EXERCISE PROMPT: Retype, exactly and with nothing added, the lines from the one showing "Annotation task — point out every instance of the forest" through the final line of the material. Omit pictures.

RECORDS SUPPLIED:
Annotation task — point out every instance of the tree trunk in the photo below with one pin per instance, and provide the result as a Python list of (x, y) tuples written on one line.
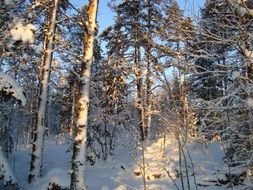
[(79, 146), (148, 75), (38, 138)]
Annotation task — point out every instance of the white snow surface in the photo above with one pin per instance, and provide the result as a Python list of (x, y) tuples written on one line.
[(9, 85), (249, 102), (235, 75), (118, 173), (24, 33), (5, 171), (9, 2)]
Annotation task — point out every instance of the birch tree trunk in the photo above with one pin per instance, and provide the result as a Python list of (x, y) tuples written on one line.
[(148, 75), (80, 132), (38, 138)]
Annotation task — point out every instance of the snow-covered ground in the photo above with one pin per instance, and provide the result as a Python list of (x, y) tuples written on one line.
[(123, 171)]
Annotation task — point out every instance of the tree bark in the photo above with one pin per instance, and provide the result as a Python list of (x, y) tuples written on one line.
[(38, 138), (80, 133)]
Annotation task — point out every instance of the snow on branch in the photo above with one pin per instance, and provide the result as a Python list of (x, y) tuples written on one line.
[(24, 33), (9, 85)]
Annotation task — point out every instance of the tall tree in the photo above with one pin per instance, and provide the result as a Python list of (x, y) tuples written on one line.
[(46, 59), (80, 133)]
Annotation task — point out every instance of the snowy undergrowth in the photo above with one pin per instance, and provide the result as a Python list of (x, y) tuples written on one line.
[(119, 173)]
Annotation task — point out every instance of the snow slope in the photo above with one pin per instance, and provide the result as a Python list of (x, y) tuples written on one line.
[(119, 173)]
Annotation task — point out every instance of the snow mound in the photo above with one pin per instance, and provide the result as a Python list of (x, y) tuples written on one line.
[(5, 171), (235, 75), (24, 33), (9, 85), (56, 176)]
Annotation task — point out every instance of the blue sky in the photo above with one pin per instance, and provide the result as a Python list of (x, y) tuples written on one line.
[(105, 14)]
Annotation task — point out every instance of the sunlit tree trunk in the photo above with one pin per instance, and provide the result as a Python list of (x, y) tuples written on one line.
[(80, 132), (38, 137)]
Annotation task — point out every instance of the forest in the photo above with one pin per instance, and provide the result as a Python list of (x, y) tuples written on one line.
[(159, 99)]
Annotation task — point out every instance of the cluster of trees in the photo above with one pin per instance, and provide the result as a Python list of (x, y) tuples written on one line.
[(162, 72)]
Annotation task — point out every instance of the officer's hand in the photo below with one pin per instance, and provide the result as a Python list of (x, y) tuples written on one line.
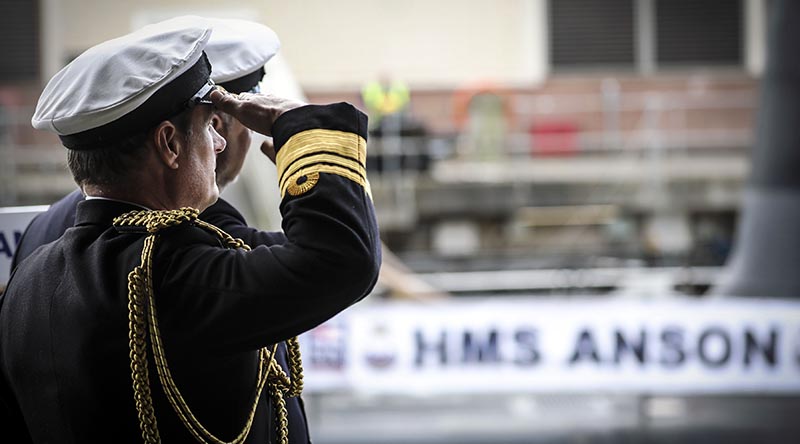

TASK RESULT:
Annotation task — point out every instance of the forest in the photo above with one pin per instance, and provide the result as a Python list of (x, y) tuples written on one line.
[(159, 99)]
Annotation task — point out every instance of the cluster of trees in the photo above with one pin per instance, and provide the result as a Python list of (x, y) tuples written on one line.
[(162, 72)]
Annotation task — point out every instance of the officer's hand in the photo below with one pin per instance, and provide the result as a Python list of (x, y) tuples written on one line.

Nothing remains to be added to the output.